#### [Tâche à réaliser]
Mettez à jour les lignes allant du début des données jusqu'à celle qui contient « box: [38, 126, 204, 255] », incluse : remplacez « pixel-accurate » par « pixel-precise » sans rien modifier d'autre.

#### [Données extraites]
===

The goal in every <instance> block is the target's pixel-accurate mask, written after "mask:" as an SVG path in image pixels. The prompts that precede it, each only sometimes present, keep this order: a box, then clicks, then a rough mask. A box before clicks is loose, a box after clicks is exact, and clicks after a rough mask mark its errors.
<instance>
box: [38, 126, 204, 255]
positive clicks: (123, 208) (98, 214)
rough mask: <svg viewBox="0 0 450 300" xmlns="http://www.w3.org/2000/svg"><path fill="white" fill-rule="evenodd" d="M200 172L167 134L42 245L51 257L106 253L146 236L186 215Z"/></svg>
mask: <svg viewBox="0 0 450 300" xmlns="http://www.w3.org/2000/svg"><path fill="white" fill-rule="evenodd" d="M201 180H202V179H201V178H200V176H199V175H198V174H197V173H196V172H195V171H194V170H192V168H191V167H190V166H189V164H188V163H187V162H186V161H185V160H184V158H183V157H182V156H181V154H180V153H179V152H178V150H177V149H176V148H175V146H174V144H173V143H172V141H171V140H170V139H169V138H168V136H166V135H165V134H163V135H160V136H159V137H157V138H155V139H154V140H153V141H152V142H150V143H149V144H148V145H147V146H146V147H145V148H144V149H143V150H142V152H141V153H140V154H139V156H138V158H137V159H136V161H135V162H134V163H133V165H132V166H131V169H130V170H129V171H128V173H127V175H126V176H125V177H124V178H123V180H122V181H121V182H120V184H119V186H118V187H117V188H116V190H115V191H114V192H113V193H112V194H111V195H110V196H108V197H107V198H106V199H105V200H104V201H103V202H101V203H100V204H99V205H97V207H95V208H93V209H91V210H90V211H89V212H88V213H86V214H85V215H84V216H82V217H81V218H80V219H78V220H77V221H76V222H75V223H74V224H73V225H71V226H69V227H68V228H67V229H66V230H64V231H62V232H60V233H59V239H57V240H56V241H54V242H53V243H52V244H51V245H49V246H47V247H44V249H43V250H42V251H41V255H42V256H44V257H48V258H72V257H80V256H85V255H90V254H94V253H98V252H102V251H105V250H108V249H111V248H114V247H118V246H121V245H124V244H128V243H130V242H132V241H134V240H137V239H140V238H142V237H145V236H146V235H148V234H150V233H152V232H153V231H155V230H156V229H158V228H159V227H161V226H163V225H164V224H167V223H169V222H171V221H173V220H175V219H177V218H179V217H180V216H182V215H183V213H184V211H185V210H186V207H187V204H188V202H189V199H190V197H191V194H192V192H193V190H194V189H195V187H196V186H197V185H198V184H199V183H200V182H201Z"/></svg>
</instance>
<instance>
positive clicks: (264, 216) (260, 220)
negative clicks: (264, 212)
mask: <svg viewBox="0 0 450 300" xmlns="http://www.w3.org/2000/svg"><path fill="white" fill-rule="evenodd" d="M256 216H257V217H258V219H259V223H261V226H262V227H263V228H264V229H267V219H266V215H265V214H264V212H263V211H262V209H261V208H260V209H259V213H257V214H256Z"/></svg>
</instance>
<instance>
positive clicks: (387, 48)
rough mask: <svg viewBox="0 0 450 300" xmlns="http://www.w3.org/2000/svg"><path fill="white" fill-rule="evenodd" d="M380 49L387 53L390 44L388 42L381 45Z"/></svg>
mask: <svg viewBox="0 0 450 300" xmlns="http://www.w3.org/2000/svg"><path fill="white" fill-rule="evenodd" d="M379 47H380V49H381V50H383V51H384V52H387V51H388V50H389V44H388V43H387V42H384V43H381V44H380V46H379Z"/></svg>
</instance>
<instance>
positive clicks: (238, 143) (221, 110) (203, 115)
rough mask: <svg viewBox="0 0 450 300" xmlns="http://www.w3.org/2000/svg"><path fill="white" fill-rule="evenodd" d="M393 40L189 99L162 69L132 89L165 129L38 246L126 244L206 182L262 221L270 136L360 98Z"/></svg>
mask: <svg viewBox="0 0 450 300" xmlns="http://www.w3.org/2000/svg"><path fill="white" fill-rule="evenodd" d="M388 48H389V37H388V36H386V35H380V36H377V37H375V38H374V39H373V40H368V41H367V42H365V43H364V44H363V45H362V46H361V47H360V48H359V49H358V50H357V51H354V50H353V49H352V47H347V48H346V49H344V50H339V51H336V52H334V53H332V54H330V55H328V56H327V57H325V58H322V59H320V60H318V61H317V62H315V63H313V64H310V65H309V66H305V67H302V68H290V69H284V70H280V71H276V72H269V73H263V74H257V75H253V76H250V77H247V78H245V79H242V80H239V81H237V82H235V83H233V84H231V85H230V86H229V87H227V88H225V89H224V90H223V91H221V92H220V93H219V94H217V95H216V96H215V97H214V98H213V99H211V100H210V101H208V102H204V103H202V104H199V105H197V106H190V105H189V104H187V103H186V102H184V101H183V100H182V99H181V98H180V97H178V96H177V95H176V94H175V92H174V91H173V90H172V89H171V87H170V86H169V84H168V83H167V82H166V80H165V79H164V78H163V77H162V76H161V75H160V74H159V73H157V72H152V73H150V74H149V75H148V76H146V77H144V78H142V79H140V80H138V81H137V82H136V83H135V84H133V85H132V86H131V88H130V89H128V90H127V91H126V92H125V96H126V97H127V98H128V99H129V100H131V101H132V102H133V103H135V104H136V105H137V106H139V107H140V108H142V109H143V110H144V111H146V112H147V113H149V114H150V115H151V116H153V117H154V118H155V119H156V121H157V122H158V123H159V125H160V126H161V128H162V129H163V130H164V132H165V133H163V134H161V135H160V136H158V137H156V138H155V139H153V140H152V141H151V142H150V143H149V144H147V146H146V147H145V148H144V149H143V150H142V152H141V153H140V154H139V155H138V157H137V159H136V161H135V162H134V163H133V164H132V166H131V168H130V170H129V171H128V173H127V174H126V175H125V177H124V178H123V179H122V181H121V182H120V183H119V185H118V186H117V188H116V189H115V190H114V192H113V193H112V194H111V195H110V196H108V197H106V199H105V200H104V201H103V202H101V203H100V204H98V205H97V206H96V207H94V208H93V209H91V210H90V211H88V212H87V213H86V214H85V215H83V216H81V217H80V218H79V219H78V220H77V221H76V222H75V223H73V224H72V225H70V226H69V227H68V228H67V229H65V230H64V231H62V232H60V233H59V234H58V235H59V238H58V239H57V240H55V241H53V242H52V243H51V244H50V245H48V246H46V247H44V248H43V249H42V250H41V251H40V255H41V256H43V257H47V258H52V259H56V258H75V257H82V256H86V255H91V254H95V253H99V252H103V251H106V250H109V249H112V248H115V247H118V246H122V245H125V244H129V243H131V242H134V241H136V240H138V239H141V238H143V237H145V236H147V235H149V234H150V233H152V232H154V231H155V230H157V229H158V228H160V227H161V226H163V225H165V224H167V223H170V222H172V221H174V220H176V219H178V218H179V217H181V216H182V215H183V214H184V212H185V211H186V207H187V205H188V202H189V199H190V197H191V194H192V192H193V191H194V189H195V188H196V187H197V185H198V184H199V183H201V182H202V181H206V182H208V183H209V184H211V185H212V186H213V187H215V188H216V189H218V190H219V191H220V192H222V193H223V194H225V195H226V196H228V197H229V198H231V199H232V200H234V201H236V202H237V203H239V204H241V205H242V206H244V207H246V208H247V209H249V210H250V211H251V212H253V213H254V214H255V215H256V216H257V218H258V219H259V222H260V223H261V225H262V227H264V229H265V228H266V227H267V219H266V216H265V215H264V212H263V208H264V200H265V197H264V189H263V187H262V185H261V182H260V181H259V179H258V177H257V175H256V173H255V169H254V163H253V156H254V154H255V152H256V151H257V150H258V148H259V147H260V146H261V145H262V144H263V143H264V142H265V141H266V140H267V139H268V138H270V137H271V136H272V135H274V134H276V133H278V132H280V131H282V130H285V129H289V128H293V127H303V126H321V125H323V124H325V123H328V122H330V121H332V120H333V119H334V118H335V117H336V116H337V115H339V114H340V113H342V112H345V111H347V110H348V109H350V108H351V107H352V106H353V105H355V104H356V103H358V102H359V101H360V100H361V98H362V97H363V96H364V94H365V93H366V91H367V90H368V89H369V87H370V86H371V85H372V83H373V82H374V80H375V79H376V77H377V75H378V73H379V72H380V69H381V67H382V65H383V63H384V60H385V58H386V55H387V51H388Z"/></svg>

===

#### [Solution rédigée]
The goal in every <instance> block is the target's pixel-precise mask, written after "mask:" as an SVG path in image pixels. The prompts that precede it, each only sometimes present, keep this order: a box, then clicks, then a rough mask. A box before clicks is loose, a box after clicks is exact, and clicks after a rough mask mark its errors.
<instance>
box: [38, 126, 204, 255]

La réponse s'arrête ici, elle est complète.